KUTIPAN TEKS ::
Saturday, January 9, 2016

Makalah Morfem



A.                Konsep Morfem
Tata bahasa tradisional tidak mengenal konsep maupun istilah morfem, sebab morfem bukan merupakan satuan dalam sintaksis, dan tidak semua morfem mempunyai makna secara filosofis. konsep morfem baru diperkenalkan oleh kaum struktualis pada awal abad kedua puluh ini. Bloomfield  dengan bukunya language (1933). Memberikan defenisi morfem sebagai berikut: “satu bentuk bahasa yang sebagianya tidak mirip dengan bentuk lain mana pun juga, baik bunyi maupun arti, adalah bentuk tunggal atau morfem”. Sebagai contoh kita ambil bentuk pelaut bahasa Indonesia. Pelaut bukan terdiri dari sebuah morfem karena pe- mempunyai kemiripan dengan pe- dalam pelari, laut mempunyai kemiripan dengan bentuk lautan. Akan tetapi, jika pelaut kita pisahkan atas pe- dan laut, maka masing-masing tidak mempunyai kemiripan dengan bentuk yang lain. Jadi, masing-masing adalah sebuah morfem. Charles F. Hockett, tokoh linguistik Amerika, memberikan defenisi dan metode penemuan morfem dengan cara yang lebih sederhana. Hockett memberikan defenisi morfem sebagai berikut: “morfem adalah unsur-unsur  yang terkecil yang masing-masing mempunyai makna dalam tutur sebuah bahasa.” Selanyutnya, beliau memberikan cara yang mudah untuk menemukan sebuah morfem dalam tutur sebuah bahasa. Kita ambil kalimat bahasa Indonesia: pemuda-pemuda yang jangkung belum berkesempatan mandi. Langkah yang ditempuh oleh hockett ialah pengajuan pertanyaan sebagai berikut: apakah bentuk-bentuk dalam tutur di atas dapat dipisah-pisahkan atas bentuk-bentuk yang lebih kecil dan bentuk-bentuk itu dapat dikemukakan kembali dalam tutur yang lain dengan makna lebih kurang sama atau mirip sama? Jika jawaban kita “ya”, maka itulah morfem-morfem. Dengan demikian kalimat diatas terdiri atas morfem-morfem.
1.      pe-                                           6. Belum
2.      Muda                                       7. ber-
3.      “ulangan”                                8. Sempat
4.      Yang                                       9. ke-an
5.      Jangkung                                 10. Mandi
Dengan memberikan perhatian kepada lingkungan akan ternyata contoh-contoh diatas bahwa ada morfem yang dapat berdiri sendiri, artinya dalam lingkungan yang kadang-kadang disebut zero environment. Morfem-morfem demikian disebut morfem bebas, seperti: muda, yang, jngkung, belum, sempat, mandi, laut. Dan morfem terikat, seperti: pe-, ber-, ke-an, dan sebagainya.

(Baris catatan dari himpunan data penunjukan)
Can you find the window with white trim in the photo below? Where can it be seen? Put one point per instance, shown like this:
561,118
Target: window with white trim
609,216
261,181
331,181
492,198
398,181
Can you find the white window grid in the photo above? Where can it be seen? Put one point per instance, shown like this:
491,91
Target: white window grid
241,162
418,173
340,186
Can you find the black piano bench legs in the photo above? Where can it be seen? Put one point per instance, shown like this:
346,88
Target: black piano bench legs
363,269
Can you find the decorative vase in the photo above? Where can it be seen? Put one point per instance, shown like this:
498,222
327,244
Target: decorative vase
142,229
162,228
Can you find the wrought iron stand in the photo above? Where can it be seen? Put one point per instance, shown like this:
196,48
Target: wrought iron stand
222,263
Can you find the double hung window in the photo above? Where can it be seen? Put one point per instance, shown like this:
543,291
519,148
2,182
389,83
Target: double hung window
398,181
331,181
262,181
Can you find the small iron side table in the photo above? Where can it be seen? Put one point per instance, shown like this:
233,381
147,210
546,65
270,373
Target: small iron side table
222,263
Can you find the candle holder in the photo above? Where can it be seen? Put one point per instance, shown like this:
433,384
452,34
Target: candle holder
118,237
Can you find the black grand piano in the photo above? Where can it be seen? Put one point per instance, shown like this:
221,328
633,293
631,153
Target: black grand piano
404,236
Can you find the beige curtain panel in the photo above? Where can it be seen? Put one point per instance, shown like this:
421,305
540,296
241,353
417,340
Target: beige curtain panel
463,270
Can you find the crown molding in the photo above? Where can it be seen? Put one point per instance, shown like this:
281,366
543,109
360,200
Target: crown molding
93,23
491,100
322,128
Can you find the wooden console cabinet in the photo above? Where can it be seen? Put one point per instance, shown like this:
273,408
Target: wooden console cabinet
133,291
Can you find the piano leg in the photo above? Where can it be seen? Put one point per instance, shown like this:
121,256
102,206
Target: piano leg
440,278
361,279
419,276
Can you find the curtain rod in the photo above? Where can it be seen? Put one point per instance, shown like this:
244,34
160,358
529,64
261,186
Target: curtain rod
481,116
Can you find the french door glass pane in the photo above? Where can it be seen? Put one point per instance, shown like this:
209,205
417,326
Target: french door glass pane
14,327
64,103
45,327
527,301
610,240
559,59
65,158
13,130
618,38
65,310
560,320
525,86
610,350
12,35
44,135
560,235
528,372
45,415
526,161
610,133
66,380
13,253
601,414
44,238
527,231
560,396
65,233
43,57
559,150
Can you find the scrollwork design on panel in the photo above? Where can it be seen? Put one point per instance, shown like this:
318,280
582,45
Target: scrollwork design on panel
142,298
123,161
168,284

TUGAS TERTULIS ::
(1) Sebutkan semua morfem terikat yang diberikan sebagai contoh dalam paragraf makalah morfem yang diawali "Dengan memberikan perhatian kepada lingkungan".
(2) Tuliskan ulang paragraf makalah morfem yang diawali "Tata bahasa tradisional tidak mengenal" dalam bentuk daftar poin singkat yang tetap memuat fakta-fakta utamanya.
(3) Lanjutkan makalah morfem mulai dari kalimat terakhirnya.
Catatan di atas diambil dari sumber yang berbeda.

HASIL LATIHAN ::
(1) pe-, ber-, ke-an

(2)
- Tata bahasa tradisional tidak mengenal konsep maupun istilah morfem karena morfem bukan satuan sintaksis dan tidak semua morfem bermakna secara filosofis.
- Konsep morfem baru diperkenalkan oleh kaum struktualis pada awal abad kedua puluh.
- Dalam bukunya Language (1933), Bloomfield mendefinisikan morfem sebagai bentuk bahasa yang sebagiannya tidak mirip dengan bentuk lain mana pun, baik bunyi maupun arti.
- Contohnya, pelaut bukan satu morfem karena pe- mirip dengan pe- pada pelari dan laut mirip dengan lautan. Jika dipisah, pe- dan laut masing-masing merupakan morfem.
- Charles F. Hockett, tokoh linguistik Amerika, memberikan definisi dan metode yang lebih sederhana. Menurutnya, morfem adalah unsur terkecil yang masing-masing mempunyai makna dalam tutur sebuah bahasa.
- Metode Hockett adalah bertanya apakah bentuk dalam tutur dapat dipisah menjadi bentuk yang lebih kecil yang muncul kembali dalam tutur lain dengan makna kurang lebih sama. Jika ya, bentuk itu adalah morfem. Contoh tuturnya: pemuda-pemuda yang jangkung belum berkesempatan mandi.
- Dengan demikian, kalimat contoh tersebut terdiri atas morfem-morfem.

(3)
B.           Dasar-Dasar Analisis Morfem  
Kita dapat melihat kedudukan sebuah morfem dari berbagai sudut. Ada tiga hal yang pokok yang di tunjukan dalam hubungan dengan morfem. Pertama, ia mempunyai dan merupakan satu-satuan yang formal, dan ia mempunyai rupa fonetik; kedua, ia mempunyai makna; dan ketiga, ia mempunyai peranan sintaksis dalam pembentukan satuan-satuan gramatikal yang lebih besar. Untuk menentukan sebuah satuan bentuk adalah morfem atau bukan, kita harus membandingkan bentuk tersebut didalam kehadirannya dengan bentuk-bentuk lain, jika bentuk tersebut ternyata bisa hadir secara berulang-ulang dengan bentuk lain, maka bentuk tersebut adalah sebuah morfem. Sebagai contoh kita ambil bentuk [ketiga], dalam ujaran diatas. Ternyata bentuk [keseratus duapuluh satu] dapat kita banding-bandingkan dengan bentuk-bentuk sebagai berikut.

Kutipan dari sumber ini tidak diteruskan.